SHORT EXERCISE: Copy out the lines of the records verbatim, from the line that contains "Provide the outline of every instance of the paved" through the line that contains "1133 491 L 1197", both included.

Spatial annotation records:
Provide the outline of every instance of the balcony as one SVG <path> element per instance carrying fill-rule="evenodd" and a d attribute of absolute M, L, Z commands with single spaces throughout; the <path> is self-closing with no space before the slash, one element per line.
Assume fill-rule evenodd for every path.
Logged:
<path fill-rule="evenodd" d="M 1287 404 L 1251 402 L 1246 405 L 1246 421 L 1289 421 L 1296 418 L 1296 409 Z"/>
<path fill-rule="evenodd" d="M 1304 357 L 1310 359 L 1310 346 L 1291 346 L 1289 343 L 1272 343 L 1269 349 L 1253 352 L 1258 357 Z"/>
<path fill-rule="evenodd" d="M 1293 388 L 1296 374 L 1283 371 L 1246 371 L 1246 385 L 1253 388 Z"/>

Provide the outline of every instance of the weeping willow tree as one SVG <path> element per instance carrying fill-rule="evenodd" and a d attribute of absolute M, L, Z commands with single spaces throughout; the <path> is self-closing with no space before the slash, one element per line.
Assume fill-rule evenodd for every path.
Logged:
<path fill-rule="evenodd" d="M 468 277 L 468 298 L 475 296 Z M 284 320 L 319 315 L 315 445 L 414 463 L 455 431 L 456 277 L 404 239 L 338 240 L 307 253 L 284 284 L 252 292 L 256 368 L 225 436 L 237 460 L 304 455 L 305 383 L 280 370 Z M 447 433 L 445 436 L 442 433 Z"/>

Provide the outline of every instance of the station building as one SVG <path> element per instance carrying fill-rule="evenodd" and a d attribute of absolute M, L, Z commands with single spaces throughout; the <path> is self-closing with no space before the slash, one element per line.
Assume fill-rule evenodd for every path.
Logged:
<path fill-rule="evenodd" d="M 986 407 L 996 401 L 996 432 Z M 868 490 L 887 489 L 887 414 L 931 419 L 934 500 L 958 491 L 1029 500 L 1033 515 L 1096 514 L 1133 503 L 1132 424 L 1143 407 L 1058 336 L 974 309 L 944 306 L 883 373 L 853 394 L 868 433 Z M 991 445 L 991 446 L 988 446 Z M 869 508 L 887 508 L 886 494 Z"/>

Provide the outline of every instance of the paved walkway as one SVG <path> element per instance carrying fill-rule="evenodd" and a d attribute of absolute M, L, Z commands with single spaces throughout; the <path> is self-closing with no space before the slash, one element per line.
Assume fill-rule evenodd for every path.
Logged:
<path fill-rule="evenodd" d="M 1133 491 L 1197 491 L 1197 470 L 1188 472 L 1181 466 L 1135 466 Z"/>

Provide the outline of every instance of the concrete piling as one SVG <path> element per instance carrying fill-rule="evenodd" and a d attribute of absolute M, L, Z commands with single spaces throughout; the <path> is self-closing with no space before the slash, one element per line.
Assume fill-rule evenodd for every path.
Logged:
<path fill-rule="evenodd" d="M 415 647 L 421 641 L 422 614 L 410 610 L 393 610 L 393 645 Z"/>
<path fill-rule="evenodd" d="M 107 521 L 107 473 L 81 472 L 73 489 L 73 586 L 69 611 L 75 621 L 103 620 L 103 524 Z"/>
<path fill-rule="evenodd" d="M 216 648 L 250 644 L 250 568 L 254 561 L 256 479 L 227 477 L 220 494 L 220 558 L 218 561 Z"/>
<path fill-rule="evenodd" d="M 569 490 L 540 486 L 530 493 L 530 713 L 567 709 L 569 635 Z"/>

TASK SOLUTION:
Provide the outline of every instance of the paved walkway as one SVG <path> element per instance carrying fill-rule="evenodd" and a d attribute of absolute M, L, Z commands with single spaces throughout; the <path> is self-closing with no space before the slash, one element per line.
Assume fill-rule evenodd for every path.
Logged:
<path fill-rule="evenodd" d="M 1133 491 L 1197 491 L 1197 470 L 1188 472 L 1181 466 L 1135 466 Z"/>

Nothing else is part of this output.